(Dataset entries)
•••••

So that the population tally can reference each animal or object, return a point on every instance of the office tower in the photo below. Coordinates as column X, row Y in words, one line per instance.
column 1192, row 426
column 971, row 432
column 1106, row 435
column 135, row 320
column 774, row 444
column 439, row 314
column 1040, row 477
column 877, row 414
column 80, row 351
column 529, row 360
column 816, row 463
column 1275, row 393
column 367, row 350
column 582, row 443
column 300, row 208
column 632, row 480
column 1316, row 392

•••••

Retype the records above exactly as they appear.

So that the population tally can reference each animal or object, return a point on every instance of the office tower in the photo below. Coordinates as column X, row Y in words, one line per instance.
column 1192, row 426
column 971, row 432
column 1106, row 435
column 135, row 320
column 774, row 444
column 439, row 314
column 1040, row 477
column 877, row 414
column 80, row 351
column 529, row 360
column 816, row 463
column 1275, row 393
column 367, row 350
column 582, row 443
column 300, row 208
column 632, row 480
column 1316, row 392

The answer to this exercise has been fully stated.